Excerpt provided:
--- start ---

McKINLEY'S ADMINISTRATION INDORSED.

We indorse the administration of William McKinley. Its acts have been established in wisdom and in patriotism, and at home and abroad it has distinctly elevated and extended the influence of the American nation. Walking untried paths and facing unforeseen responsibilities, President McKinley has been in every situation the true American patriot and the upright statesman, clear in vision, strong in judgment, firm in action, always inspiring and deserving the confidence of his countrymen.

DEMOCRATIC INCAPACITY A MENACE TO PROSPERITY.

In asking the American people to indorse this Republican record, and to renew their commission to the Republican Party, we remind them of the fact that the menace to their prosperity has always resided in Democratic principles, and no less in the general incapacity of the Democratic Party to conduct public affairs. The prime essential of business prosperity is public confidence in the good sense of the government and in its ability to deal intelligently with each new problem of administration and legislation. That confidence the Democratic Party has never earned. It is hopelessly inadequate, and the country's prosperity, when Democratic success at the polls is announced, halts and ceases in mere anticipation of Democratic blunders and failures.

--- end ---

Requests:
A: From the sentence in the McKinley platform excerpt that begins "Walking untried paths," list each phrase that pairs a quality with the word "in" to describe President McKinley.
B: Please carry on the McKinley platform excerpt, picking up right after its final sentence.

Listed records:
--- start ---

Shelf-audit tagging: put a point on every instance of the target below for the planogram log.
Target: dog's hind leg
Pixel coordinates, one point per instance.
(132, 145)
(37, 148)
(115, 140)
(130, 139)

--- end ---

Answer set:
A:
clear in vision
strong in judgment
firm in action

B:
MONETARY LEGISLATION.

We renew our allegiance to the principle of the gold standard and declare our confidence in the wisdom of the legislation of the Fifty-Sixth Congress, by which the parity of all our money and the stability of our currency upon a gold basis has been secured. We recognize that interest rates are a potent factor in production and business activity, and for the purpose of further equalizing and of further lowering the rates of interest, we favor such monetary legislation as will enable the varying needs of the season and of all sections to be promptly met, in order that trade may be evenly sustained, labor steadily employed, and commerce enlarged. The volume of money in circulation was never so great per capita as it is today.

FREE COINAGE OF SILVER OPPOSED.

We declare our steadfast opposition to the free and unlimited coinage of silver. No measure to that end could be considered which was without the support of the leading commercial countries of the world. However firmly Republican legislation may seem to have secured the country against the peril of base and discredited currency, the election of a Democratic President could not fail to impair the country's credit and to bring once more into question the intention of the American people to maintain upon the gold standard the parity of their money circulation. The Democratic Party must be convinced that the American people will never tolerate the Chicago platform.

TRUSTS.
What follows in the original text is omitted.